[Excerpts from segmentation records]

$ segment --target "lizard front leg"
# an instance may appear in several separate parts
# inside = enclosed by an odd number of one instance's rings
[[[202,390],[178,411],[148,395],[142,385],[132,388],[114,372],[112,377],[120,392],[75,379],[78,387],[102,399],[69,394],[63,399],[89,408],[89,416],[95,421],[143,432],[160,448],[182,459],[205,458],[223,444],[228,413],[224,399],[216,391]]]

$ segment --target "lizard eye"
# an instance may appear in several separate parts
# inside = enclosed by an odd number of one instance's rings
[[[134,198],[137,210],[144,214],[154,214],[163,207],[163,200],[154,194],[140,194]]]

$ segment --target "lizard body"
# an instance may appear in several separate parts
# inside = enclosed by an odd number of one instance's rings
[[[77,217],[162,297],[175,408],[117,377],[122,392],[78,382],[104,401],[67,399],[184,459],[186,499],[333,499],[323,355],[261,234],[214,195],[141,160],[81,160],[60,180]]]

## Task description
Pick out and copy every line in the rows above that contains the string "lizard". Letter case must match.

## The response
$ segment --target "lizard front leg"
$ segment --target "lizard eye"
$ segment --target "lizard body"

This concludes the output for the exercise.